WHAT YOU WILL DO: Reproduce exactly the lines below, starting with the line that contains "Locate every instance of the stone cross" and ending with the last line of the records, both included, and nothing else.

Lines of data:
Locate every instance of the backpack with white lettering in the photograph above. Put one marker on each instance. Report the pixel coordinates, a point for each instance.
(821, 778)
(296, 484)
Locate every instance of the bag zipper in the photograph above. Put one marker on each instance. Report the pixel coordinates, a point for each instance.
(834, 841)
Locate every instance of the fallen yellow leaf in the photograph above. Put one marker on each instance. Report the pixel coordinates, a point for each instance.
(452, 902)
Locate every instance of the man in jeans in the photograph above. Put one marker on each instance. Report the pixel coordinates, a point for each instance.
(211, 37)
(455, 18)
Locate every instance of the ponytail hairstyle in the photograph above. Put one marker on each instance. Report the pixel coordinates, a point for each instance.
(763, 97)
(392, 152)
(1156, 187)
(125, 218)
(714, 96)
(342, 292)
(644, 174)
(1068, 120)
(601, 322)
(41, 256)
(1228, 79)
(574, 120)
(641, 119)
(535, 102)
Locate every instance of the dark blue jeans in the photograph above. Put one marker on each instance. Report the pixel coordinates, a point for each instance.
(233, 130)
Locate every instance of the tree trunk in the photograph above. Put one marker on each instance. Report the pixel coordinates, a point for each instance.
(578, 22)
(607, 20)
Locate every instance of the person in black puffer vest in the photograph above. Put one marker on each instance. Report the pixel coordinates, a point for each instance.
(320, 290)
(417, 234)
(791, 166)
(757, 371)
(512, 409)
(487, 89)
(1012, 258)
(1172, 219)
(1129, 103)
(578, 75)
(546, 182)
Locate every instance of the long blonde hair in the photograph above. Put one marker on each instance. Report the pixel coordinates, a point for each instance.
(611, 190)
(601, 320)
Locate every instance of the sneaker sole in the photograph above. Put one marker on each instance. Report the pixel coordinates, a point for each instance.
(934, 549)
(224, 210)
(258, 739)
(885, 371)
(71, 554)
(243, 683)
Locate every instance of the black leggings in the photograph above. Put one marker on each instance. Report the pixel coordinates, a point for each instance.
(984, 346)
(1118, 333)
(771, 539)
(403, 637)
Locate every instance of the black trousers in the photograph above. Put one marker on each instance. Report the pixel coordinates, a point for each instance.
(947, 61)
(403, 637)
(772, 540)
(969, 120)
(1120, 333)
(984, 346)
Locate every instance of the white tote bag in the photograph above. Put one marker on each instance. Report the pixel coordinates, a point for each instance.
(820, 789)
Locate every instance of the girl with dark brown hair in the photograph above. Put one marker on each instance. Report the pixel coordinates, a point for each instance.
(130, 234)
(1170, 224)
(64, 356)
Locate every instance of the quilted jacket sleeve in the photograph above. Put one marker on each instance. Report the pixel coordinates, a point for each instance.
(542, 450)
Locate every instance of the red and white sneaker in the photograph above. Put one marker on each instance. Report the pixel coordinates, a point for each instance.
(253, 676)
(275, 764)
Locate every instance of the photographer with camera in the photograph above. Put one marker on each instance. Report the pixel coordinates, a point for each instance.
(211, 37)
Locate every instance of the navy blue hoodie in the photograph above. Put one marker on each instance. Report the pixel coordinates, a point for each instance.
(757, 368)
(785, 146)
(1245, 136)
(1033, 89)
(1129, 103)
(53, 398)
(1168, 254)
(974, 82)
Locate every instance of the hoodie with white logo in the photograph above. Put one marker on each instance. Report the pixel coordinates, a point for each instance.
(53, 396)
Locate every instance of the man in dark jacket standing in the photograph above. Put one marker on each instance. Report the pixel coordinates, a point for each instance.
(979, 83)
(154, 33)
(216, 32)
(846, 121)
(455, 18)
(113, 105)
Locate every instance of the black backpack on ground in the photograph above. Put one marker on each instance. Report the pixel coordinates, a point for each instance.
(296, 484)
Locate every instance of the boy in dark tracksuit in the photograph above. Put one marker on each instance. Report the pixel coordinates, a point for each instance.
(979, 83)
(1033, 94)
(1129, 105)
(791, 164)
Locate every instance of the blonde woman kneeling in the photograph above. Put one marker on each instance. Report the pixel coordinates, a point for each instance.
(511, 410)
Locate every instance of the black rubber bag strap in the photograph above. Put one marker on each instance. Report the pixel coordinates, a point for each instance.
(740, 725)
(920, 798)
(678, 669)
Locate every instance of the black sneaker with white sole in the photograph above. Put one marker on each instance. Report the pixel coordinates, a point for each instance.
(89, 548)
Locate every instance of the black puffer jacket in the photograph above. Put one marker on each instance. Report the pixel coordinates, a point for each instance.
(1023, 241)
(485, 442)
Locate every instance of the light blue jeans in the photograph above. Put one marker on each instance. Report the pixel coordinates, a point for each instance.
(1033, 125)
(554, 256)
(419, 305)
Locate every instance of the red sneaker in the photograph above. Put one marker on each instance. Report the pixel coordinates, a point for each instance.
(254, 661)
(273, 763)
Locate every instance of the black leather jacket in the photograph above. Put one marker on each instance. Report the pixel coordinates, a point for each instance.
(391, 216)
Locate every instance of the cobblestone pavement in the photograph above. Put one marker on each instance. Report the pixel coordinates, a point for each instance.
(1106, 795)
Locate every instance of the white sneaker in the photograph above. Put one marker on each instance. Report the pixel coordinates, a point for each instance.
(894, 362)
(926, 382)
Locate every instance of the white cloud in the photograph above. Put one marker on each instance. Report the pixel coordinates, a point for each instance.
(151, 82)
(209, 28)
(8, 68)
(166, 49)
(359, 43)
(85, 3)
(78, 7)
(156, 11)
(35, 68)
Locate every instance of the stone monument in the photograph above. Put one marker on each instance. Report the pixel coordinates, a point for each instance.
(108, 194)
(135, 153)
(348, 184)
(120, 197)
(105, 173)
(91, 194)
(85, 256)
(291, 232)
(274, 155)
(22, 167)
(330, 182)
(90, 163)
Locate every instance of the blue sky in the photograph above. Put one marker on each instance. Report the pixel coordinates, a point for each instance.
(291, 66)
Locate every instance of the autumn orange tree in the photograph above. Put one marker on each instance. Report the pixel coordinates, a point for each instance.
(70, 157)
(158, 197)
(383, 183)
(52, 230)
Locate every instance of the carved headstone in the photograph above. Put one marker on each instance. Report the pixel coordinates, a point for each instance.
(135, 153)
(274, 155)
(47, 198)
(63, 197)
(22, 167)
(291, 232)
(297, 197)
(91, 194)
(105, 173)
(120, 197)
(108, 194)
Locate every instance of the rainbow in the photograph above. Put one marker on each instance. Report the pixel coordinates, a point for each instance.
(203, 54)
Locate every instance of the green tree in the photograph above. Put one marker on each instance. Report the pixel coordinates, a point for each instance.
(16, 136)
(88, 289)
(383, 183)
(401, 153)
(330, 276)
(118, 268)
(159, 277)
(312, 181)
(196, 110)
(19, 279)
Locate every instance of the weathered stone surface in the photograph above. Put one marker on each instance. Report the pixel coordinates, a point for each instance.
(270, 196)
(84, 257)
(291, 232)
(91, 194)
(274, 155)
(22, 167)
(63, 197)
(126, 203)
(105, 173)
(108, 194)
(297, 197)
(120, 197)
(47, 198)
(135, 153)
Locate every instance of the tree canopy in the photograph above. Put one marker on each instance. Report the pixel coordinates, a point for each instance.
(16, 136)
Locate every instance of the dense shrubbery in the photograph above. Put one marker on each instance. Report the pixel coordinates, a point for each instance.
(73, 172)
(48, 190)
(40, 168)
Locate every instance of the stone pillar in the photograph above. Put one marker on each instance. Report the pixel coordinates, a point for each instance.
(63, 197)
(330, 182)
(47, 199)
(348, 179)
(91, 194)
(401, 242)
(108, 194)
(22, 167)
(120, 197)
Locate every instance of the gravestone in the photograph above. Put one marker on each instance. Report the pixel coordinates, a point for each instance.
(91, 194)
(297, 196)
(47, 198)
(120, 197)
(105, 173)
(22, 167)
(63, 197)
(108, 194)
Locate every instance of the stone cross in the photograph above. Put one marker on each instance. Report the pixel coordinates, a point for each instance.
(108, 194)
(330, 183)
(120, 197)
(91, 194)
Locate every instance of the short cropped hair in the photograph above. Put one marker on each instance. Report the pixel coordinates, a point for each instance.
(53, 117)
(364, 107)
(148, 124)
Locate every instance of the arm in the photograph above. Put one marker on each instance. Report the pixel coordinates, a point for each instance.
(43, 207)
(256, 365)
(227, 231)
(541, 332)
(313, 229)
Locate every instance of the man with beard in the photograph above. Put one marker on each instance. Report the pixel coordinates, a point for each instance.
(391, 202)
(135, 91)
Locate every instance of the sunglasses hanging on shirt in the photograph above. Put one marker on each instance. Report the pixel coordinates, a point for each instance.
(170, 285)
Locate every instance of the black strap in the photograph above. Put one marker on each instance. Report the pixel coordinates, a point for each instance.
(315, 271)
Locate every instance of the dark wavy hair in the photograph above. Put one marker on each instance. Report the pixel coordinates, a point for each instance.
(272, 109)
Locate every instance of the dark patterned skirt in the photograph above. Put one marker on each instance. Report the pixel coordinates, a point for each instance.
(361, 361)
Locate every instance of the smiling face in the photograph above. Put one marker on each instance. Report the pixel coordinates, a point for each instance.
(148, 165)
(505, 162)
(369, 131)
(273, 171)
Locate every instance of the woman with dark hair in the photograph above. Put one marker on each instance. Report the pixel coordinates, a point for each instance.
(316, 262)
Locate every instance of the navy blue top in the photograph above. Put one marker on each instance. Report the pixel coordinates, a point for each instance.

THE COMPLETED TASK:
Locate every instance of the stone cross in the photograph above. Put one marker on each instance. Report the pixel coordinates, a point for each instance.
(108, 194)
(330, 183)
(120, 197)
(91, 194)
Locate every instance of the short cropped hair in the photograph above. Put one marker on each instance. Report the pixel coordinates, a point for each instance.
(53, 117)
(364, 107)
(148, 124)
Locate every instance of the arm in the photograph above. Put one marker on each instance. Report the pixel coordinates, a point for each instance.
(43, 207)
(256, 365)
(227, 231)
(541, 332)
(313, 229)
Locate every instance of the man with beard in the photograph above. Put one marker on each instance. Report the pixel coordinates, a point for each instance.
(391, 202)
(135, 91)
Locate every instance of the sunglasses hanging on shirt in the photograph above. Put one marker on each instance. Report the pixel coordinates, a point for each instance.
(170, 285)
Locate every instance of the black strap in the photograph above. Put one marker on each instance. Report the pixel coordinates, a point for each instance.
(315, 271)
Locate every instance of the dark wavy hair in the photograph above. Put one marker on each instance. Report the pixel coordinates, a point for each instance.
(272, 109)
Locate every instance of the dark patterned skirt in the photograph above. Put one marker on each instance. Report the pixel coordinates, a point for each instance.
(361, 361)
Locate every instance of the smiling face in the photograph above. Put one marker on each instance. Report the pixel coordinates, a point for each instance.
(148, 165)
(505, 162)
(369, 131)
(273, 171)
Locate every instance of the woman with dark hair in the photograph above. Put one marker on each instance. Report the pixel coordinates, a point for each instance.
(316, 262)
Locate every instance of the navy blue top in the photograph above. Put one marker on each instance. Report the pixel coordinates, a point for each instance.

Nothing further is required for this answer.